READING TEXT ::

• • • •

Inside of this file-specific directory, three types of files may exist. Base files are complete instances of configuration file. Deltas are differences between a base file and the target file contents. Base files and deltas are tagged with metadata specifiers, which describe which groups of clients the fragment pertains to. Configuration files are constructed by finding the most specific base file and applying any more specific deltas.
Specifiers are embedded in fragment filenames. For example, in
the fragment services.G99_webserver,
"G99_webserver" is the specifier. This specifier applies to
the group (G) webserver with a priority of 99. Files can also
be tagged with a host-specific (H) specifier.Global files are
the least specific. Priorities are used as to break ties.
Info files, named :info are used to
specify target configuration file metadata, such as owner,
group and permissions. If no :info is
provided, targets are installed with default
information. Default metadata is root ownership, root group
memberships, and 0644 file permissions. This file can also
contain an encoding parameter (ascii|base64) and a paranoid
flag that causes diffs to be logged on clients.

• • • •

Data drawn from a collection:
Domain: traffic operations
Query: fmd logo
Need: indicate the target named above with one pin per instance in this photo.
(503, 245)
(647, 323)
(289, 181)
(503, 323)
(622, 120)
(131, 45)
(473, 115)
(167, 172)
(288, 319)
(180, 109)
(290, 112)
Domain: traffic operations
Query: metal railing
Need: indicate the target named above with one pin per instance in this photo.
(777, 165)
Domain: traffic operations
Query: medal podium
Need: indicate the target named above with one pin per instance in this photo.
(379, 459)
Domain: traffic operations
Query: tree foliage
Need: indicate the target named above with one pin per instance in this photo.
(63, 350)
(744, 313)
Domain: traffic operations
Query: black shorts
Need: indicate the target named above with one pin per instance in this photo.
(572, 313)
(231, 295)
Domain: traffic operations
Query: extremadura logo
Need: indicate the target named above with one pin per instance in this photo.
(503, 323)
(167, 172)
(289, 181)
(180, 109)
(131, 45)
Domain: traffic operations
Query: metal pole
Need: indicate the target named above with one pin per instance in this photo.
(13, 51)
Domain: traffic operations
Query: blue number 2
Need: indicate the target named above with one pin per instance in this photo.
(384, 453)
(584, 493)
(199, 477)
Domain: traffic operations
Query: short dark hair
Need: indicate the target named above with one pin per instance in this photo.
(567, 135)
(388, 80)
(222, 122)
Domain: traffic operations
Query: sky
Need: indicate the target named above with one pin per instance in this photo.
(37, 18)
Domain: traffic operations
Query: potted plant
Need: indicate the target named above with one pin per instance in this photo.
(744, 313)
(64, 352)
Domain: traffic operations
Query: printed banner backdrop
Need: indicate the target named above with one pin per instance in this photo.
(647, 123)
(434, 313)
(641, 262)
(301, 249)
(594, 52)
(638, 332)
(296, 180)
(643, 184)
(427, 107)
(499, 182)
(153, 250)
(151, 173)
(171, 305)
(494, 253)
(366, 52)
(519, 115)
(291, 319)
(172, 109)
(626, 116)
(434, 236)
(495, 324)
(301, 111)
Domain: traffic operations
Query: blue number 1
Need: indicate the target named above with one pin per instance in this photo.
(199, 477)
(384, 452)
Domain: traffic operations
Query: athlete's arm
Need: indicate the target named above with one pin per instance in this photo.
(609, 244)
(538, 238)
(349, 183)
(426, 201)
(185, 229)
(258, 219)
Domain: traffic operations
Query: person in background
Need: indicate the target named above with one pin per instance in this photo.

• • • •

GIVEN REQUEST 1 ::
Answer these questions from the configuration files text:
(a) What does the text say base files are?
(b) What priority does the specifier "G99_webserver" carry?
(c) What file permissions does the default metadata give?
GIVEN REQUEST 2 ::
Count the lines of the rows that contain the word "logo". Give only the number.
The rows have no connection to the text about configuration files.

CORRECT RESULT 1 ::
(a) Complete instances of a configuration file.
(b) 99.
(c) 0644.

CORRECT RESULT 2 ::
2